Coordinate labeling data
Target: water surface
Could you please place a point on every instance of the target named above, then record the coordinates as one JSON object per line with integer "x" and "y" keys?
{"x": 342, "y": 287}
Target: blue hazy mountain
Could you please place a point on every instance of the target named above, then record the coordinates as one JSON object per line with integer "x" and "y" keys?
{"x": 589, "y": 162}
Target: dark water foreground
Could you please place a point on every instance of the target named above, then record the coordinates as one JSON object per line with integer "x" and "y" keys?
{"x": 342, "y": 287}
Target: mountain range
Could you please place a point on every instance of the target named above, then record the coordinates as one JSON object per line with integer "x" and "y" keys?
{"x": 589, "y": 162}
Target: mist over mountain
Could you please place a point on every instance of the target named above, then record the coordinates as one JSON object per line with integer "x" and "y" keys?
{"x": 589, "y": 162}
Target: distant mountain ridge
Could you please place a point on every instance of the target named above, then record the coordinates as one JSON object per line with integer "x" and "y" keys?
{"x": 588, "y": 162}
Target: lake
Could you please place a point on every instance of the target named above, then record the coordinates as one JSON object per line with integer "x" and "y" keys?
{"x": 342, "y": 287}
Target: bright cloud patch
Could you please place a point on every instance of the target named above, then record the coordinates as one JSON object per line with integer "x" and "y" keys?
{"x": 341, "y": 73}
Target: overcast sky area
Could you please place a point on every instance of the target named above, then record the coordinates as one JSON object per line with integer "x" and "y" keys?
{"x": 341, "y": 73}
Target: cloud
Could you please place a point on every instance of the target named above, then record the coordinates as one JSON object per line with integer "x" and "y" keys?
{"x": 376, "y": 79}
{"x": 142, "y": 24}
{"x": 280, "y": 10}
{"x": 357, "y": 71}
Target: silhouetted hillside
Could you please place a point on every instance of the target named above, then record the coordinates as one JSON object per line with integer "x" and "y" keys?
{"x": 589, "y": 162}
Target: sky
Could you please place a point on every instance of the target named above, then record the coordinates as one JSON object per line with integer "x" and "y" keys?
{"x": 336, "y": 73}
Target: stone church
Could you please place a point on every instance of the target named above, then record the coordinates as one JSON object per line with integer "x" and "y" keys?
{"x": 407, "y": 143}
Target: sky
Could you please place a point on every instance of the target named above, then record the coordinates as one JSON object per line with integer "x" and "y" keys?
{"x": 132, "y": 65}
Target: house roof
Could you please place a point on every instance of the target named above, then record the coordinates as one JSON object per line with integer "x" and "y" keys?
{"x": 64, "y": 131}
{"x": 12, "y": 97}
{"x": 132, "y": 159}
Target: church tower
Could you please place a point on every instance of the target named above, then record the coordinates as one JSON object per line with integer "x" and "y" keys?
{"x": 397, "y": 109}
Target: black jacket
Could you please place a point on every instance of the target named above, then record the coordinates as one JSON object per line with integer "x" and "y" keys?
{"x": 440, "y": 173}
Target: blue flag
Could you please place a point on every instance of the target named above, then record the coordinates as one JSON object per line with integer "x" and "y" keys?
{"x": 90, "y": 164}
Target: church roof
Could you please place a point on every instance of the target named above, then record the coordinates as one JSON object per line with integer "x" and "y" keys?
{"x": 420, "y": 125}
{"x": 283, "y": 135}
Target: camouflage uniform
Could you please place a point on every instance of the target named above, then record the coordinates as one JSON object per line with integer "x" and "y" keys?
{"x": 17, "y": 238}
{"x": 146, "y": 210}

What the exercise asks:
Could you update the lines starting with the line containing "Target: blue flag" and going on through the end of the records, replacing "place a point" with "put a marker" and leaving everything else unchanged?

Answer to the problem:
Target: blue flag
Could you please put a marker on every instance of the target named above, then record the coordinates as one JSON object per line with integer "x" and "y" keys?
{"x": 90, "y": 164}
Target: church roof
Could you please put a marker on every instance of the target named above, then record the coordinates as one JSON object per line with integer "x" and "y" keys?
{"x": 420, "y": 125}
{"x": 283, "y": 135}
Target: camouflage uniform
Could you please put a marker on every instance of the target named above, then record the coordinates as one JSON object per line with integer "x" and "y" keys?
{"x": 17, "y": 238}
{"x": 146, "y": 210}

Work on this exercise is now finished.